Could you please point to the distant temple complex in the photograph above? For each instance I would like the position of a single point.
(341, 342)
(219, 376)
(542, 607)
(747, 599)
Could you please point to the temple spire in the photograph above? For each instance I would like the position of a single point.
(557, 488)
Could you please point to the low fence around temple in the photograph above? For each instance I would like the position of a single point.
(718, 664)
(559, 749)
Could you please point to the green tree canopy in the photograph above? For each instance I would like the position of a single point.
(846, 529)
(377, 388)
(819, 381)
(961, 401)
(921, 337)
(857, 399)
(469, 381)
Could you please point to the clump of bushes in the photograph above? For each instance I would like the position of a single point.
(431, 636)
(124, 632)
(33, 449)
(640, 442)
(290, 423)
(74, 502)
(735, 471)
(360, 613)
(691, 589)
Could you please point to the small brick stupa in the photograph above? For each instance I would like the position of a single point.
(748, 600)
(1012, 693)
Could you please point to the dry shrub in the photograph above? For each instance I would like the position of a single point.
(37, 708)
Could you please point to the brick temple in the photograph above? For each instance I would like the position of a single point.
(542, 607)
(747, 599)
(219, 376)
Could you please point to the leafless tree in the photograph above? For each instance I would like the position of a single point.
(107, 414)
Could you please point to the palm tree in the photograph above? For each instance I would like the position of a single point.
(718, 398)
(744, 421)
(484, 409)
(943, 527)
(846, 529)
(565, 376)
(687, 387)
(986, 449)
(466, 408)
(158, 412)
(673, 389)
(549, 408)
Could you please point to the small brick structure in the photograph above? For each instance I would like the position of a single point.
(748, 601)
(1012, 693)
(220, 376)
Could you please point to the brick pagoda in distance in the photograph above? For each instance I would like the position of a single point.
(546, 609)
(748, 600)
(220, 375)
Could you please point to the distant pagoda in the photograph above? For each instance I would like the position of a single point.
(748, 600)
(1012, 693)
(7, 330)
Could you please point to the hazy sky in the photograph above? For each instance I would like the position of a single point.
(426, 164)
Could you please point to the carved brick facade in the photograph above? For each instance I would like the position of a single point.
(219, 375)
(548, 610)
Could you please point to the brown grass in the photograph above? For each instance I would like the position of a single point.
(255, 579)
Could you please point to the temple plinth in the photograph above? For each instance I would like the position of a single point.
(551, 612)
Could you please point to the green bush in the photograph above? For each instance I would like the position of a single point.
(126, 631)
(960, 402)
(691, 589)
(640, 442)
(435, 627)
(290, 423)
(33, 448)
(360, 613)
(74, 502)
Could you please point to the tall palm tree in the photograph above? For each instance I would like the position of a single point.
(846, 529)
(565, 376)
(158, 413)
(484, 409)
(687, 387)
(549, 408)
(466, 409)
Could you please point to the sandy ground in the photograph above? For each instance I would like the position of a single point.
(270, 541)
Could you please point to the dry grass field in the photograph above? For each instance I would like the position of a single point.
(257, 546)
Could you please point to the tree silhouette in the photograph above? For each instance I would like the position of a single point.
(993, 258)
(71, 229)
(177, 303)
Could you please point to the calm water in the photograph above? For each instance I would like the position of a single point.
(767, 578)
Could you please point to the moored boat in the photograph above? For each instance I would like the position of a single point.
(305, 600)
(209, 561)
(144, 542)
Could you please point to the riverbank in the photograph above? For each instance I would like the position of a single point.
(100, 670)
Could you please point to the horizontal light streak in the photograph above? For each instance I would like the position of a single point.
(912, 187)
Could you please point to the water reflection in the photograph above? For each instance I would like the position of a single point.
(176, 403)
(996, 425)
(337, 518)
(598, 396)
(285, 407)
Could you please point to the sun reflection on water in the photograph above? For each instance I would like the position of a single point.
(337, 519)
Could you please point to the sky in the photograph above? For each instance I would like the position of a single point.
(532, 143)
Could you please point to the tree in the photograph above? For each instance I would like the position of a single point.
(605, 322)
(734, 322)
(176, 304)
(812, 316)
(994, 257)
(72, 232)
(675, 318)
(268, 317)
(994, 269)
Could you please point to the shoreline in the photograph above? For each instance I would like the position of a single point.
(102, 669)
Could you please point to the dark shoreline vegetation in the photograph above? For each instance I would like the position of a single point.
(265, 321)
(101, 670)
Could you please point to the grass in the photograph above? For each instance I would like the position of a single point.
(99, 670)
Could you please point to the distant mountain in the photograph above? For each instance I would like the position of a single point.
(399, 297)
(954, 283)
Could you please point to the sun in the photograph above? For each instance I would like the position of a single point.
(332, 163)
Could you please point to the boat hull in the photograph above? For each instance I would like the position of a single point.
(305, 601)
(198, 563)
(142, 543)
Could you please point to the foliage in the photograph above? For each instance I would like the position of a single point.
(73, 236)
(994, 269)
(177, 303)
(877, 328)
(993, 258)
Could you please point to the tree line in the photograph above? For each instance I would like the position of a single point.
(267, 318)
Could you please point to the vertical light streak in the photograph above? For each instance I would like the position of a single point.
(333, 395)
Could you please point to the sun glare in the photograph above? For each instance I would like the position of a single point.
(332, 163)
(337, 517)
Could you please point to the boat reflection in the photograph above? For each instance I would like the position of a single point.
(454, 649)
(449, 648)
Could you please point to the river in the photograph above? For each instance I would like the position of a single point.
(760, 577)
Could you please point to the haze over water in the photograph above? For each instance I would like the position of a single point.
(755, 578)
+++
REQUIREMENTS
Transcribe every entry exactly, omitting nothing.

TASK SOLUTION
Could you please point to the distant temple complex in the photograph above? For each instance I would like the position of a single point.
(341, 342)
(219, 376)
(542, 607)
(747, 599)
Could you please point to the temple spire in the photograph above? For each instance I would like the position of a single point.
(557, 488)
Could you please point to the low fence around temple in the photograph above? For each instance I would like the position of a single point.
(718, 664)
(559, 749)
Could you please point to the green tree canopy in the photograph above? For each instance I would like the position of a single point.
(846, 529)
(377, 388)
(819, 381)
(961, 401)
(921, 337)
(857, 399)
(469, 381)
Could you please point to the clump of bushes in the photograph above? For each instance I would like the position of a single point.
(431, 636)
(124, 632)
(33, 449)
(640, 442)
(290, 423)
(74, 502)
(735, 471)
(360, 613)
(691, 589)
Could you please point to the small brick stupa in the photograph above? For each instance I would like the position of a single point.
(748, 600)
(1012, 693)
Could you please point to the dry shrub in the photograph above? For each instance I would like the position of a single point.
(37, 708)
Could you please point to the brick temple in the photograph above? For each instance I would like the position of a single point.
(542, 607)
(747, 599)
(219, 376)
Could you please point to the leafless tree in the photograph above? For each instance I would like the position of a single point.
(107, 414)
Could you please point to the palm tree in the photograph above? For each instance I would like the position of a single point.
(718, 398)
(744, 421)
(484, 409)
(943, 527)
(846, 529)
(565, 376)
(687, 387)
(986, 449)
(466, 408)
(158, 412)
(673, 389)
(549, 408)
Could you please point to the small brick structure in the photograph above? For each instance I would like the position of a single point.
(748, 601)
(1012, 693)
(220, 376)
Could you please point to the brick pagoda in distance in the photograph above? For each instance I would like the position of a single point.
(546, 609)
(748, 600)
(220, 375)
Could you please point to the distant pagoda in the photograph above? For each instance I would like the position of a single point.
(748, 600)
(1012, 693)
(7, 330)
Could you please point to the hazy sky in the photograph above? For each instance I would like the position of a single point.
(426, 164)
Could you please point to the carved brick facade in the photograph above? For each instance I would like the position of a single point.
(219, 375)
(548, 610)
Could you please point to the brown grass in the photograph above? For each instance I would like the position of a single point.
(255, 579)
Could you please point to the temple plinth in the photograph above? For each instance I would like the position of a single point.
(551, 612)
Could you please point to the green bush in the photograph above? For each instance I would like the position of a single point.
(126, 631)
(960, 402)
(691, 589)
(640, 442)
(435, 627)
(290, 423)
(33, 448)
(360, 613)
(74, 502)
Could you please point to the tall palm tree in the photograph above? For each instance I would like the position of a single point.
(846, 529)
(565, 376)
(158, 413)
(484, 409)
(687, 387)
(549, 408)
(466, 409)
Could you please point to the sandy ground in the photograph above? For each instance I would like the position of a single point.
(270, 541)
Could you please point to the dry grass field in the photograph above? For each instance I would like the position of a single point.
(257, 546)
Could you please point to the tree silhouette in the photograph above? For each instance I would like the position of a single point.
(993, 258)
(71, 229)
(177, 303)
Could you please point to the calm water in the photograph above? For each instance I would like the position of a single point.
(767, 578)
Could you please point to the moored boat in the photograph above? For each instance I would like the position of a single point.
(305, 600)
(209, 561)
(144, 542)
Could you please point to the riverbank in the photograph above? For each instance I would like the position of a single point.
(100, 670)
Could you please point to the horizontal light streak in the photograph above? For each instance I would like the position of a single point.
(912, 187)
Could you please point to the water reflection in the photograph above? For each instance I would like the position of a single point.
(176, 403)
(996, 425)
(337, 518)
(598, 396)
(285, 407)
Could you please point to the sun reflection on water in the photograph above? For each instance I would like the position of a single point.
(337, 519)
Could you please point to the sky in the photograph above? For each instance I would like the position of a single point.
(532, 143)
Could you please point to the tree in the photograph above? For each instance I would like the position of a single point.
(605, 322)
(734, 322)
(176, 304)
(812, 316)
(994, 257)
(72, 232)
(675, 318)
(268, 317)
(994, 269)
Could you please point to the shoreline in the photograph above? For each instance I would like the position of a single point.
(102, 669)
Could you please point to the dark shoreline vegetation in the photograph above? For each instance I would like the position of a single point.
(265, 321)
(101, 670)
Could you please point to the grass in the photograph above? For each instance I would like the position of a single point.
(99, 670)
Could you please point to the distant mountain in the photograph above? For each instance I would like the position of a single point.
(399, 297)
(954, 283)
Could you please point to the sun in the photograph above? For each instance I would like the position of a single point.
(332, 163)
Could you please point to the boat hull in the photograph above? For each instance I would like the position of a single point.
(305, 601)
(198, 563)
(142, 543)
Could you please point to the foliage in the photograph above? For each instance I would like the position of a single point.
(73, 236)
(994, 269)
(177, 303)
(877, 328)
(993, 258)
Could you please point to the tree line in the photograph above? For each instance I would like the position of a single point.
(267, 318)
Could you please point to the vertical light streak in the photograph above? For each instance I would like the position of a single point.
(333, 395)
Could you please point to the sun glare in the photograph above? For each instance I would like the position of a single point.
(332, 163)
(337, 517)
Could you please point to the boat reflection in the photograph above? For each instance I would like the position of a single point.
(454, 649)
(449, 648)
Could you please point to the river in the photograph above? For each instance I would like the position of a single point.
(760, 577)
Could you please point to the haze over water in the photograph above? For each instance I would like the position of a single point.
(755, 578)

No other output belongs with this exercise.